* EXTRACT PROVIDED *
19. The system of claim 13, wherein the printed circuit board and
the conformal coating are flexible
20. The system of claim 13, wherein conformal coating includes a
plurality of features protruding outward from the surfaces of the
electronic assembly to increase a surface area of the conformal
coating.
Description
FIELD OF THE DISCLOSURE
[0001] This disclosure relates generally to information handling
systems, and more particularly relates to a graphene based
conformal heat sink.
BACKGROUND
[0002] As the value and use of information continues to increase,
individuals and businesses seek additional ways to process and
store information. One option is an information handling system. An
information handling system generally processes, compiles, stores,
and/or communicates information or data for business, personal, or
other purposes. Because technology and information handling needs
and requirements can vary between different applications,
information handling systems can also vary regarding what
information is handled, how the information is handled, how much
information is processed, stored, or communicated, and how quickly
and efficiently the information can be processed, stored, or
communicated. The variations in information handling systems allow
for information handling systems to be general or configured for a
specific user or specific use such as financial transaction
processing, airline reservations, enterprise data storage, or
global communications. In addition, information handling systems
can include a variety of hardware and software components that can
be configured to process, store, and communicate information and
can include one or more computer systems, data storage systems, and
networking systems.
SUMMARY
[0003] An information handling system includes an electronic
assembly, the assembly including heat-generating components
arranged on a printed circuit board. The system further includes a
conformal coating that is applied over a first region of the
electronic assembly. The coating includes a graphene containing
polymer material configured to dissipate heat away from the
heat-generating components.

* GIVEN PROBLEM 1 *
List the rows as a numbered list, leaving out blank lines, starting with the line containing "Point out the lens" and going on through the last line of the rows.
* GIVEN PROBLEM 2 *
Continue the patent excerpt on a graphene-based conformal heat sink from the point where it stops.

* THE DATA *

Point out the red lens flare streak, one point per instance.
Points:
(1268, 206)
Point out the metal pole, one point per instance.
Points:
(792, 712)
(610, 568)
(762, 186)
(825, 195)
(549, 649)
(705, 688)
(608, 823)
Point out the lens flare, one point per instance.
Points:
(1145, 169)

* EXERCISE OUTPUT 1 *
1. Point out the lens flare, one point per instance.
2. Points:
3. (1145, 169)

* EXERCISE OUTPUT 2 *
BRIEF DESCRIPTION OF THE DRAWINGS
[0004] Embodiments incorporating teachings of the present
disclosure are shown and described with respect to the drawings
presented herein, in which:
[0005] FIG. 1 is a cross sectional view of an electronic assembly
with a conformal graphene-containing polymer film according to a
specific embodiment of the present disclosure;
[0006] FIG. 2 is a cross sectional view of an electronic assembly
with a conformal graphene-containing polymer film optimized for
disparate regions according to a specific embodiment of the present
disclosure;
[0007] FIG. 3 is a cross sectional view of an electronic assembly
with a conformal graphene-containing polymer film to provide a
thermal gap pad according to a specific embodiment of the present
disclosure;
[0008] FIG. 4 is a cross sectional view of an electronic assembly
with a conformal graphene-containing polymer film having increased
surface area according to a specific embodiment of the present
disclosure;
[0009] FIG. 5 is a cross sectional view of an electronic assembly
with a conformal graphene-containing polymer film and an underlying
electrical insulating film according to a specific embodiment of
the present disclosure;
[0010] FIG. 6 is a cross sectional view of the conformal
graphene-containing polymer film of FIGS. 1-5 according to a
specific embodiments of the present disclosure;
[0011] FIG. 7 is a flow diagram illustrating a method for applying
a graphene-containing polymer conformal coating to an information
handling system according to a specific embodiment of the present
disclosure;
[0012] FIG. 8 is a flow diagram illustrating another method for
applying a graphene-containing polymer conformal coating to an
information handling system according to a specific embodiment of
the present disclosure; and
[0013] FIG. 9 is a block diagram illustrating an information
handling system in accordance with a specific embodiment of the
present disclosure.
DETAILED DESCRIPTION OF DRAWINGS
[0014] The following description in combination with the Figures is
provided to assist in understanding the teachings disclosed herein.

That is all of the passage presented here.